Various: Various works

Christoph von Dohnányi’s final concert as music director of the Cleveland Orchestra is scheduled for 14 June at the Barbican Centre, London, and this handsomely recorded set of broadcast performances is the orchestra’s tribute to his wide-ranging sympathies and legacy of solid achievement during two decades at the helm. Performances date from as early as 1984 (Schoenberg’s Die Jakobsleiter) and as recently as last year (a concert nine days after the September 11 terrorist attacks yields Lutoslawski’s Musique funèbre and a bracing Beethoven Fifth).

Published: January 20, 2012 at 1:18 pm

COMPOSERS: Various
LABELS: Cleveland Orchestra
ALBUM TITLE: Collection: Christoph Von Dohnányi Edition
WORKS: Various works
PERFORMER: Cleveland Orchestra/Christoph von Dohnányi
CATALOGUE NO: (distr. +1 216 231 7478; www.clevelandorch.com)

Christoph von Dohnányi’s final concert as music director of the Cleveland Orchestra is scheduled for 14 June at the Barbican Centre, London, and this handsomely recorded set of broadcast performances is the orchestra’s tribute to his wide-ranging sympathies and legacy of solid achievement during two decades at the helm. Performances date from as early as 1984 (Schoenberg’s Die Jakobsleiter) and as recently as last year (a concert nine days after the September 11 terrorist attacks yields Lutoslawski’s Musique funèbre and a bracing Beethoven Fifth). In all, this collection presents 28 works by 26 composers, ranging chronologically from Haydn (Symphony No. 88) to John Adams (The Wound-Dresser). The German symphonic mainstream is prominent, but so, too, is 20th-century repertoire, with works by Ives (Central Park in the Dark), Varèse (Ecuatorial) and Schnittke ((K)ein Sommernachtstraum) to set alongside classics by Hindemith, Prokofiev, Bartók, Shostakovich and Janácek.

____

:: ASSIGNED TASK 1 ::
Answer these questions from the review of the Dohnányi edition:
(a) Where and on what date is Dohnányi's final concert as music director scheduled?
(b) Which label issued the collection?
(c) How many works and how many composers does the collection contain?
:: ASSIGNED TASK 2 ::
Write the next few sentences of the review of the Dohnányi edition, picking up after its final sentence.
The records that come next are from another source and are not part of the review.

:: RECORD SET ::

____

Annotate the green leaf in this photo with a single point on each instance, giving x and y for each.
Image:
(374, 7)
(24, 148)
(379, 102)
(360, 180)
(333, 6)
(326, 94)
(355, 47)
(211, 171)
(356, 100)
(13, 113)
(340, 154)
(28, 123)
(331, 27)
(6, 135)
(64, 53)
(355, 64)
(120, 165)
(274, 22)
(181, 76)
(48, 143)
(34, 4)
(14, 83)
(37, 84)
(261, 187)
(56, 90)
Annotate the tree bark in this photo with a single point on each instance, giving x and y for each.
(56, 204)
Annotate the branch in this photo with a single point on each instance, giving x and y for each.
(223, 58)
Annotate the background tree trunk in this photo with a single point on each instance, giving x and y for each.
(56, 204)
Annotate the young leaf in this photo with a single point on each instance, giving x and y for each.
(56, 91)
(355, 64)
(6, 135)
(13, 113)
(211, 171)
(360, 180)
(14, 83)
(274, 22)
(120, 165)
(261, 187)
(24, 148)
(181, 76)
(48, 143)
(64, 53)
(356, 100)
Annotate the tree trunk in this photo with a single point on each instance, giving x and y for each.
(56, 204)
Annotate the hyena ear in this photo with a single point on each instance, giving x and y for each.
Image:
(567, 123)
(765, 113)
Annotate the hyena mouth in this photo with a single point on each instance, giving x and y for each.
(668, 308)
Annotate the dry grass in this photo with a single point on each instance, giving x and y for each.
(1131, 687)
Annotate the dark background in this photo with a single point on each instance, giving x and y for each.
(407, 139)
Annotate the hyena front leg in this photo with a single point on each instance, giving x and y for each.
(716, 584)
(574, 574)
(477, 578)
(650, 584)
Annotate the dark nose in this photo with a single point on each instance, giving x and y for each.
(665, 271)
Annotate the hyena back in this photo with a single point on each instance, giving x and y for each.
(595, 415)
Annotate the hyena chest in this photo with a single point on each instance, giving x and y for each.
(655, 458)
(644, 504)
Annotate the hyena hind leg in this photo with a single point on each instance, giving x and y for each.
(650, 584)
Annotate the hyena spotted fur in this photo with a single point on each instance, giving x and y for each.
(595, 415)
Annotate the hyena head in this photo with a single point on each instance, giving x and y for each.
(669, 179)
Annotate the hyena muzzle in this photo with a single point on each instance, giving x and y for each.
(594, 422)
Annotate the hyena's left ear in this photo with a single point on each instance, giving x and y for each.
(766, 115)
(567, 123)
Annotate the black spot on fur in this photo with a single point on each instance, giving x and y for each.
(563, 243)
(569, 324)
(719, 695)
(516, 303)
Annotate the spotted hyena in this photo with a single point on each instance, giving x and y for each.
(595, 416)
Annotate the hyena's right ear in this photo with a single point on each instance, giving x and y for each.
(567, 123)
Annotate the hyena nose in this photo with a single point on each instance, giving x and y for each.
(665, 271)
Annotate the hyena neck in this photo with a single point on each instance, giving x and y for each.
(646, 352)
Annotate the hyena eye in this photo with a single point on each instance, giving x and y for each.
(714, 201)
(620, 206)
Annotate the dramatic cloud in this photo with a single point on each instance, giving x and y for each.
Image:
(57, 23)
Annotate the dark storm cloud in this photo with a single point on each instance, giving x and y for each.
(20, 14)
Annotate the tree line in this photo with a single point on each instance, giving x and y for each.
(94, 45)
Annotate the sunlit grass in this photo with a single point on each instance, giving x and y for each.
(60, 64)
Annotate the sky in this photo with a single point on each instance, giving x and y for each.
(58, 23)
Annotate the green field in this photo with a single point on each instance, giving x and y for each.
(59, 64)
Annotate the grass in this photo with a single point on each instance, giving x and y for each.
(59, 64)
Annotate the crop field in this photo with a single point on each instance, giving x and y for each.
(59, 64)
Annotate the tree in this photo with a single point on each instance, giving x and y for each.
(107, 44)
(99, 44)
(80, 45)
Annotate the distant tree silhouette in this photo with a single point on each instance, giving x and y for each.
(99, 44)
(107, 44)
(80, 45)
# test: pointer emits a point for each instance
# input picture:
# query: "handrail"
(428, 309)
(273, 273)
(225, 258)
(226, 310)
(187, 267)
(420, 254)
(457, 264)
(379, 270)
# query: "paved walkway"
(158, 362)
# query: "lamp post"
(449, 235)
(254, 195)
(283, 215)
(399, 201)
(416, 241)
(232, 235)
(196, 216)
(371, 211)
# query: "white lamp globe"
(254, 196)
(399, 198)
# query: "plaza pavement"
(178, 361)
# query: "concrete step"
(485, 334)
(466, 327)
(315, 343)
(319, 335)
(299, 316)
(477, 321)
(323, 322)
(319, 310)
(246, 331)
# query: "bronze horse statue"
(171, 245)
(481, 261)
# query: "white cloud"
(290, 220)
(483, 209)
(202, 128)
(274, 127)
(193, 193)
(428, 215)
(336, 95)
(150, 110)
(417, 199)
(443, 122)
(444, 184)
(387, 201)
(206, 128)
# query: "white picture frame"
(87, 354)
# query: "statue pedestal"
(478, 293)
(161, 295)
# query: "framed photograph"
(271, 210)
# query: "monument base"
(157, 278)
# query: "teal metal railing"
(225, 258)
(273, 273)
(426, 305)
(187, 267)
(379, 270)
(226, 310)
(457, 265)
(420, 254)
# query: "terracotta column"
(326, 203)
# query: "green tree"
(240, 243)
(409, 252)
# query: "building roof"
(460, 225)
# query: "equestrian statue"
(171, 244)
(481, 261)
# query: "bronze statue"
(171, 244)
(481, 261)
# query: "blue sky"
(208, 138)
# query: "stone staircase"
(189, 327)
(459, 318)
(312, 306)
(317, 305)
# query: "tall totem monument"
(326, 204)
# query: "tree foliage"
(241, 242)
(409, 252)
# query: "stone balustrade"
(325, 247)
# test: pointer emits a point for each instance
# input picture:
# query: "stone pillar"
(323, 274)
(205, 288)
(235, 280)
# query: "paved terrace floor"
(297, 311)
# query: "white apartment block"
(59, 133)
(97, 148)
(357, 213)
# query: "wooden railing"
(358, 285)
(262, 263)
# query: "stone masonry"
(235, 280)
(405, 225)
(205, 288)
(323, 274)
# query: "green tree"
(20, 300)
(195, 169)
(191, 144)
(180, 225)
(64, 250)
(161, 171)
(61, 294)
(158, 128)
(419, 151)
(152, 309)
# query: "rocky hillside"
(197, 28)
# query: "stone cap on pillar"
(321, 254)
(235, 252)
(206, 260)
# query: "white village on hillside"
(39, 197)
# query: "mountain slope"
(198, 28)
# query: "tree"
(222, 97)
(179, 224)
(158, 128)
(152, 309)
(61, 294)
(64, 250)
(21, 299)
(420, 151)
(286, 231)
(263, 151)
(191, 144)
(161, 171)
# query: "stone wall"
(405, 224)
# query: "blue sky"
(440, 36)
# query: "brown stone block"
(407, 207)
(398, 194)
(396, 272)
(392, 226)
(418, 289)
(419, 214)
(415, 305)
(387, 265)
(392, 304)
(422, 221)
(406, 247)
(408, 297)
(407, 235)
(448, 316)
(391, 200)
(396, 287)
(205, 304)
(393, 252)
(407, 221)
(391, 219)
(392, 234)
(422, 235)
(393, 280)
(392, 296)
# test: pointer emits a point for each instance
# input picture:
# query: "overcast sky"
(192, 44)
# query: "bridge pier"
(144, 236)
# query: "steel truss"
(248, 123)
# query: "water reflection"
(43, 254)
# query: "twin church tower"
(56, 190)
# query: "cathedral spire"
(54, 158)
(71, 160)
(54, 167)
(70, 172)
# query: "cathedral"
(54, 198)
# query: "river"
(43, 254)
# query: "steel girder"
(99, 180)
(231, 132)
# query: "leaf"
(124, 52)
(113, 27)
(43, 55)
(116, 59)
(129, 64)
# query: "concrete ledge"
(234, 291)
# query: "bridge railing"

____

:: WRITTEN REPLY 1 ::
(a) At the Barbican Centre, London, on 14 June.
(b) Cleveland Orchestra.
(c) 28 works by 26 composers.

:: WRITTEN REPLY 2 ::
Dohnányi’s seriousness of artistic purpose merits great respect, so I’m disappointed at being unable to respond with genuine enthusiasm to his performances, which, although technically well prepared, tend to seem expressively cautious and conceptually staid. The best of them flow well and sound earnest. Schoenberg’s Variations for Orchestra unfolds naturally, forgoing expressionistic extremes, and Dohnányi clearly relishes realising the collage effects of Schnittke and Ives. He sometimes adopts comparatively brisk tempi: in Sibelius’s Fifth the results are trenchant, but his Bruckner Fourth flirts with being literal, superficial and unatmospheric, and the strictly in-tempo opening phrases of Brahms’s Second Piano Concerto (with Garrick Ohlsson as valiant soloist) correct tradition without going on to justify the insight. Whatever the tempo, Dohnányi often lacks infectious verve or energy. Sparkling passages like the opening movements of Mendelssohn’s Italian and Prokofiev’s Classical symphonies sound comfortable rather than scintillating (partly because of Dohnányi’s reluctance to encourage crisp articulation), and pieces that call for grand gestures, such as Liszt’s Les préludes and Tchaikovsky’s Fourth, suffer from a surfeit of well-mannered musicality. In short, Dohnányi deserves gratitude for having maintained Cleveland’s high orchestral standards, but the responsible music-making that is his hallmark does not regularly produce performances that cause one’s spirits to soar.